### Work required
Please revise the article on Ryan's response to Clinton: give the part that opens with the words "The $716 billion" and closes with "fraud and abuse." again, with "seniors" changed to "retirees".

The report showed that the economy created 96,000 jobs in August, below economists’ expectations of around 125,000. The unemployment rate was down 8.1 percent, but it showed that nearly 400,000 people had stopped looking for work. Ryan said it means the country is not in “an economic recovery.”   

“We are limping along,” Ryan said. “This is stagnant growth.  For every person who got a job, nearly four people stopped looking for a job.  That is not a statistic to brag about.”

Ryan also responded to the scathing critique Bill Clinton gave him in his speech to the Democratic National Convention on Wednesday night, defending his claim that the president took $716 billion out of Medicare to pay for the Affordable Care Act.

“When you write a budget, you write it based on the current CBO law baseline. That’s how budgets work,” Ryan said.  ”You can’t count the same dollar twice. You can’t say, $716 billion is going to be used to shore up Medicare and that same $716 billion is going to be used to pay for Obamacare.”

Ryan continued: “This is just what happens when people don’t have a good record to run on. They try to distort. They throw blame.”

In his speech, Clinton directly called out Ryan.

“When Congressman Ryan looked into the TV camera and attacked President Obama’s Medicare savings as the ‘biggest, coldest power play,’ I didn’t know whether to laugh or cry,” Clinton said in his speech in Charlotte. “Because, that $716 billion is exactly, to the dollar, the same amount of Medicare savings that he had in his own budget.”

Clinton added, “You got to [admit] one thing — it takes some brass to attack a guy for doing what you did.”

Ryan did include those same cuts in his signature budget plan — the same plan Mitt Romney has said he would sign if he becomes president — but Ryan says he was forced to build his plan on those cuts because they were already signed into law.

The $716 billion in cuts do not affect benefits for today’s seniors. Instead, they reduce provider reimbursements and are intended to curb waste, fraud and abuse.

Ryan’s plan has come under attack from Democrats because it would fundamentally change the plan, essentially making it a voucher program that critics say could cost senior citizens more, but the GOP vice presidential candidates says his plan is the only way to save Medicare from going completely bankrupt.

In the interview, he was also asked directly if he would fire Federal Reserve Chairman Ben Bernanke, but he didn’t answer, just saying he didn’t “think it is appropriate to comment on what you do with personnel such as that.”

“I’ve known Ben a long time,” Ryan said referring to Bernanke. “He and I have disagreements on these issues but [we’re] respectful of one another.”

However, he did say the Federal Reserve is “trying to bail out fiscal policy.”

The vice presidential candidate also responded to the president’s speech to the DNC Thursday evening saying, “He’s great at given speeches, he’s good at making lots of promises.”

“He made a whole bunch of promises four years ago that he hasn’t kept, he made a few more last night and if you take a look at his record it just doesn’t add up,” Ryan said.

He’s also expected to respond to the president Friday afternoon at a rally in Sparks, Nev.

### Provided material
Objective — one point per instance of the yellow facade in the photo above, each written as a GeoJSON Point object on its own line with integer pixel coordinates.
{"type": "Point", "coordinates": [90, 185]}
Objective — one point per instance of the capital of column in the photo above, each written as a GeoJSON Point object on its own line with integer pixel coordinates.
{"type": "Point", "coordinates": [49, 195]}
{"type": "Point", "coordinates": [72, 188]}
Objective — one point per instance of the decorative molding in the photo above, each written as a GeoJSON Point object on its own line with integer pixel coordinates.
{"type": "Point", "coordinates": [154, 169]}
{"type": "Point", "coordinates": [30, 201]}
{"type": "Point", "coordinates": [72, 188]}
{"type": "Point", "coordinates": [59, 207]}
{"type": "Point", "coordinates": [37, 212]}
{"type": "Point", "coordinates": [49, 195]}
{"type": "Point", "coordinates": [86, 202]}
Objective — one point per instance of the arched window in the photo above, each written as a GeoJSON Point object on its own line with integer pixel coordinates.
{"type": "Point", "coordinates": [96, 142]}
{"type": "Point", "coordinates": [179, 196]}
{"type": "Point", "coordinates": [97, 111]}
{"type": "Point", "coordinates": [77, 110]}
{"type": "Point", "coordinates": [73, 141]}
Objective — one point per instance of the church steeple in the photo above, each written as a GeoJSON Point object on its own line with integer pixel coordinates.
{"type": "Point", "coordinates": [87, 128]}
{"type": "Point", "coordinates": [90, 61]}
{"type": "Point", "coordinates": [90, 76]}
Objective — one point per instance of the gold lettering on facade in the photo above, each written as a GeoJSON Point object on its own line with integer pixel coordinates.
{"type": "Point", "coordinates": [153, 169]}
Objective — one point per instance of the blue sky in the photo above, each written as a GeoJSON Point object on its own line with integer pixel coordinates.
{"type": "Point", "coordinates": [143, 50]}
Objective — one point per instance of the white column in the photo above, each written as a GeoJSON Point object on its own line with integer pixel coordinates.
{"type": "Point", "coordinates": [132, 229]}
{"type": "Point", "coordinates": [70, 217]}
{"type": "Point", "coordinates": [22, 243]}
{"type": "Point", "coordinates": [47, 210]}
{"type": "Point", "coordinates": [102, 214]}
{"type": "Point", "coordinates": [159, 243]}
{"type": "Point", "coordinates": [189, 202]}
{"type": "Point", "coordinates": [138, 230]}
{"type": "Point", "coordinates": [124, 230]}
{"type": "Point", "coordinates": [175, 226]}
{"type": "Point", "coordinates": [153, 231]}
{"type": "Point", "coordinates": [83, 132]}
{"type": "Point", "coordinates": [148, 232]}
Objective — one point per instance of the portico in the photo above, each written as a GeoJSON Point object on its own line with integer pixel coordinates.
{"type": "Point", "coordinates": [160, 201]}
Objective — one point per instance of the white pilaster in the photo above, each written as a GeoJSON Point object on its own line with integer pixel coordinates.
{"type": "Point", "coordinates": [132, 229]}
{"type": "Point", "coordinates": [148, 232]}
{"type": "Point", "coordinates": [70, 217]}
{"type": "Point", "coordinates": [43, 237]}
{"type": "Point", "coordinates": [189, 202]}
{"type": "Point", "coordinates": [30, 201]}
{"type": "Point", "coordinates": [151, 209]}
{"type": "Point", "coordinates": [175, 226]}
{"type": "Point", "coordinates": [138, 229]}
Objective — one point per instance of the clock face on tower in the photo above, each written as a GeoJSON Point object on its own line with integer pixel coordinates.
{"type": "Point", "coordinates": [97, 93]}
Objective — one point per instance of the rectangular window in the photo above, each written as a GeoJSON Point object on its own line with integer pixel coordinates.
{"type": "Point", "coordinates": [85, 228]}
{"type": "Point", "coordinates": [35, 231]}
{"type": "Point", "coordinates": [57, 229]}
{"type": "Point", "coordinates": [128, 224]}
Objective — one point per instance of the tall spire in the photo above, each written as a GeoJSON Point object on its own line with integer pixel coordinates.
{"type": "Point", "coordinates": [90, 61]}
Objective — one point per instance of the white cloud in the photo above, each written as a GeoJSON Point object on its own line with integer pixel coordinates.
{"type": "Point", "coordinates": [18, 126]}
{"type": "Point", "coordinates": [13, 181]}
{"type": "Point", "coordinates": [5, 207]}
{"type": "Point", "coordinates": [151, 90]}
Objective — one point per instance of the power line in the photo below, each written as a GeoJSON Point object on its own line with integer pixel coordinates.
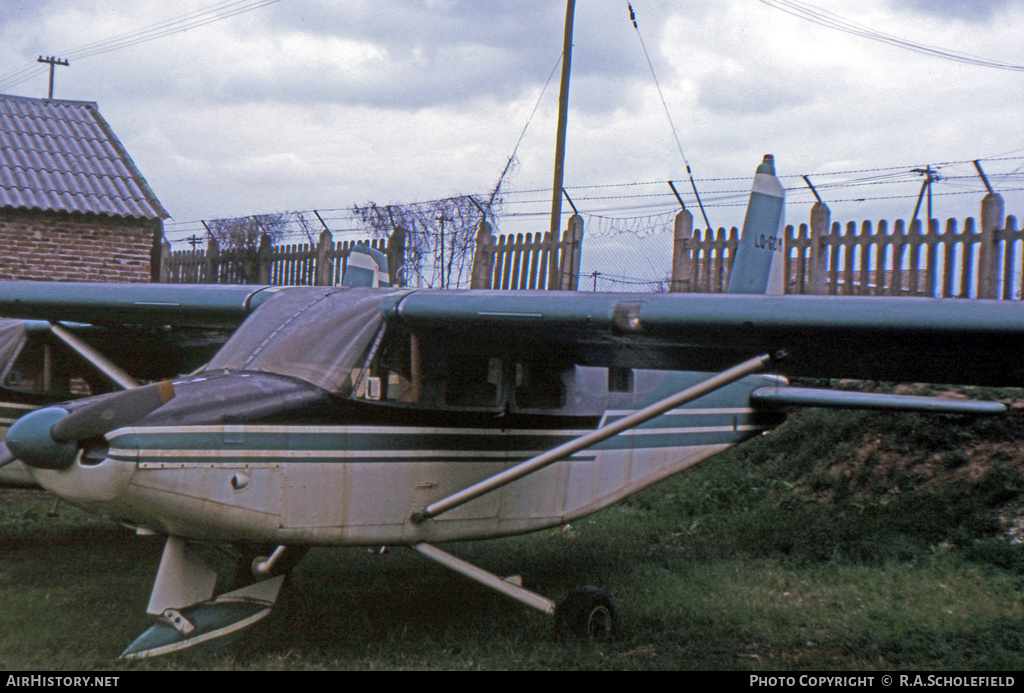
{"type": "Point", "coordinates": [823, 17]}
{"type": "Point", "coordinates": [201, 17]}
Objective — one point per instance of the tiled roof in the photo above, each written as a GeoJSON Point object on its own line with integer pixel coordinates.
{"type": "Point", "coordinates": [59, 156]}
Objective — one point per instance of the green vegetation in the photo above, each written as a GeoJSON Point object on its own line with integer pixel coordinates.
{"type": "Point", "coordinates": [842, 540]}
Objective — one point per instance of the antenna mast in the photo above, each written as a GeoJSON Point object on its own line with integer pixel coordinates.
{"type": "Point", "coordinates": [563, 103]}
{"type": "Point", "coordinates": [53, 61]}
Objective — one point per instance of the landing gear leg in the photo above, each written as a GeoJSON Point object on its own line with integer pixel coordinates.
{"type": "Point", "coordinates": [587, 611]}
{"type": "Point", "coordinates": [185, 611]}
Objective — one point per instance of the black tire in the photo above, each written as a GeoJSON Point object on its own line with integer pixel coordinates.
{"type": "Point", "coordinates": [587, 612]}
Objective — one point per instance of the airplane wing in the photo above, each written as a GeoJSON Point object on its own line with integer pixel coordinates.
{"type": "Point", "coordinates": [969, 342]}
{"type": "Point", "coordinates": [150, 331]}
{"type": "Point", "coordinates": [897, 339]}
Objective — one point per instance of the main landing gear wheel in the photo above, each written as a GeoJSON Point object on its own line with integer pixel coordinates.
{"type": "Point", "coordinates": [587, 612]}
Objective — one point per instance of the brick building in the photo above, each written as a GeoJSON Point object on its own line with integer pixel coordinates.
{"type": "Point", "coordinates": [73, 206]}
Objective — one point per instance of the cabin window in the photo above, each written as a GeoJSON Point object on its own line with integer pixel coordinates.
{"type": "Point", "coordinates": [539, 386]}
{"type": "Point", "coordinates": [473, 381]}
{"type": "Point", "coordinates": [620, 380]}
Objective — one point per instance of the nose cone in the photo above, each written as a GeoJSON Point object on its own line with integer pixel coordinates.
{"type": "Point", "coordinates": [30, 440]}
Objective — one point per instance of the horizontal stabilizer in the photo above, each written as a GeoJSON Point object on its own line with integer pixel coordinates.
{"type": "Point", "coordinates": [795, 396]}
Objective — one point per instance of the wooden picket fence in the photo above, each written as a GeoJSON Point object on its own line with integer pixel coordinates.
{"type": "Point", "coordinates": [981, 258]}
{"type": "Point", "coordinates": [321, 264]}
{"type": "Point", "coordinates": [973, 259]}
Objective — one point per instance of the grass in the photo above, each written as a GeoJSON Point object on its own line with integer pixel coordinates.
{"type": "Point", "coordinates": [843, 540]}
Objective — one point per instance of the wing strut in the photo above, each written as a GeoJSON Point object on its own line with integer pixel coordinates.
{"type": "Point", "coordinates": [583, 442]}
{"type": "Point", "coordinates": [98, 360]}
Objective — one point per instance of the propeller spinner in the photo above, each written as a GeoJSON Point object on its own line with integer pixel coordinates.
{"type": "Point", "coordinates": [48, 438]}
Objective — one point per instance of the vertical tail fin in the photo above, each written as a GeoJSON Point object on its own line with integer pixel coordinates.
{"type": "Point", "coordinates": [760, 256]}
{"type": "Point", "coordinates": [366, 267]}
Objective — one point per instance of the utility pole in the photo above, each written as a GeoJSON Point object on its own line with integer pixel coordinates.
{"type": "Point", "coordinates": [53, 61]}
{"type": "Point", "coordinates": [563, 104]}
{"type": "Point", "coordinates": [931, 175]}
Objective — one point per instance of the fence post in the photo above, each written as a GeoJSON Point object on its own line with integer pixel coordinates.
{"type": "Point", "coordinates": [817, 259]}
{"type": "Point", "coordinates": [212, 256]}
{"type": "Point", "coordinates": [322, 272]}
{"type": "Point", "coordinates": [263, 260]}
{"type": "Point", "coordinates": [571, 253]}
{"type": "Point", "coordinates": [163, 269]}
{"type": "Point", "coordinates": [992, 219]}
{"type": "Point", "coordinates": [395, 252]}
{"type": "Point", "coordinates": [483, 257]}
{"type": "Point", "coordinates": [682, 263]}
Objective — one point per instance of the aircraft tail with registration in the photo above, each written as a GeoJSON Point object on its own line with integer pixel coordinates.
{"type": "Point", "coordinates": [758, 266]}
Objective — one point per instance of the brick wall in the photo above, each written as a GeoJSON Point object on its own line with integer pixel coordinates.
{"type": "Point", "coordinates": [75, 248]}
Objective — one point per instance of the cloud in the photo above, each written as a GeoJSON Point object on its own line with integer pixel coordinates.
{"type": "Point", "coordinates": [975, 10]}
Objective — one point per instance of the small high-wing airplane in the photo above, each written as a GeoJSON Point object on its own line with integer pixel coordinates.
{"type": "Point", "coordinates": [397, 417]}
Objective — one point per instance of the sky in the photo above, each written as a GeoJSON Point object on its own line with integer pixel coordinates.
{"type": "Point", "coordinates": [276, 105]}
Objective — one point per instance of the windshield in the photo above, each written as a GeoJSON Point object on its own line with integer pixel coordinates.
{"type": "Point", "coordinates": [318, 335]}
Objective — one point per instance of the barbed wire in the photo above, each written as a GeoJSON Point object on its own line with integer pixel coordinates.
{"type": "Point", "coordinates": [641, 211]}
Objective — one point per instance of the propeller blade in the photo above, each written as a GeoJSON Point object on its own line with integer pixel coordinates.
{"type": "Point", "coordinates": [112, 413]}
{"type": "Point", "coordinates": [6, 457]}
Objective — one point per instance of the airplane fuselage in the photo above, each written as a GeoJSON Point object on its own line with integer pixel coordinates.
{"type": "Point", "coordinates": [274, 460]}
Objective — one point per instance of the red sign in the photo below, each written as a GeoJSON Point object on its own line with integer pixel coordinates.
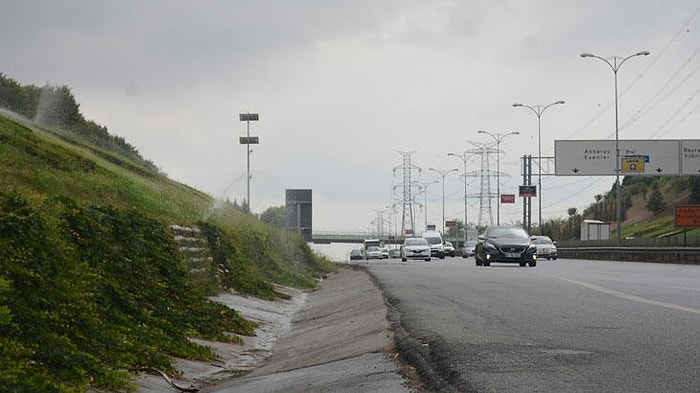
{"type": "Point", "coordinates": [507, 198]}
{"type": "Point", "coordinates": [527, 191]}
{"type": "Point", "coordinates": [688, 216]}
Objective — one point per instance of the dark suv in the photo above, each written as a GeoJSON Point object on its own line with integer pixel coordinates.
{"type": "Point", "coordinates": [506, 244]}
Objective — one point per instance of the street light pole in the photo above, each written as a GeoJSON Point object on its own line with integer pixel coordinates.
{"type": "Point", "coordinates": [425, 194]}
{"type": "Point", "coordinates": [538, 110]}
{"type": "Point", "coordinates": [498, 137]}
{"type": "Point", "coordinates": [615, 66]}
{"type": "Point", "coordinates": [443, 173]}
{"type": "Point", "coordinates": [463, 157]}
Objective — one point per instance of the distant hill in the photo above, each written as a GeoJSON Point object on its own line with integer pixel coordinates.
{"type": "Point", "coordinates": [648, 204]}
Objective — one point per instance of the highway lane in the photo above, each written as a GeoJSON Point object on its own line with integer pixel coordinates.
{"type": "Point", "coordinates": [564, 326]}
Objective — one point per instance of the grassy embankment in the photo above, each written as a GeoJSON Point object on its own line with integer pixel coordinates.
{"type": "Point", "coordinates": [91, 281]}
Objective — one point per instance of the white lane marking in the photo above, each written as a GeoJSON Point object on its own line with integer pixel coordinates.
{"type": "Point", "coordinates": [633, 298]}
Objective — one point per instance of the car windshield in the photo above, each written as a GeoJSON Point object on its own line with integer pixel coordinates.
{"type": "Point", "coordinates": [542, 240]}
{"type": "Point", "coordinates": [415, 242]}
{"type": "Point", "coordinates": [515, 232]}
{"type": "Point", "coordinates": [433, 240]}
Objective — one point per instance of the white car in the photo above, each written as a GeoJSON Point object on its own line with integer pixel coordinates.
{"type": "Point", "coordinates": [546, 248]}
{"type": "Point", "coordinates": [437, 248]}
{"type": "Point", "coordinates": [415, 248]}
{"type": "Point", "coordinates": [373, 252]}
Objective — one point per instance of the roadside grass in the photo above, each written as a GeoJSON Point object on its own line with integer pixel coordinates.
{"type": "Point", "coordinates": [91, 280]}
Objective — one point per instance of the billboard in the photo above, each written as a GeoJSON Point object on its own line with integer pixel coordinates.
{"type": "Point", "coordinates": [298, 209]}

### Answer to this exercise
The $716 billion in cuts do not affect benefits for today’s retirees. Instead, they reduce provider reimbursements and are intended to curb waste, fraud and abuse.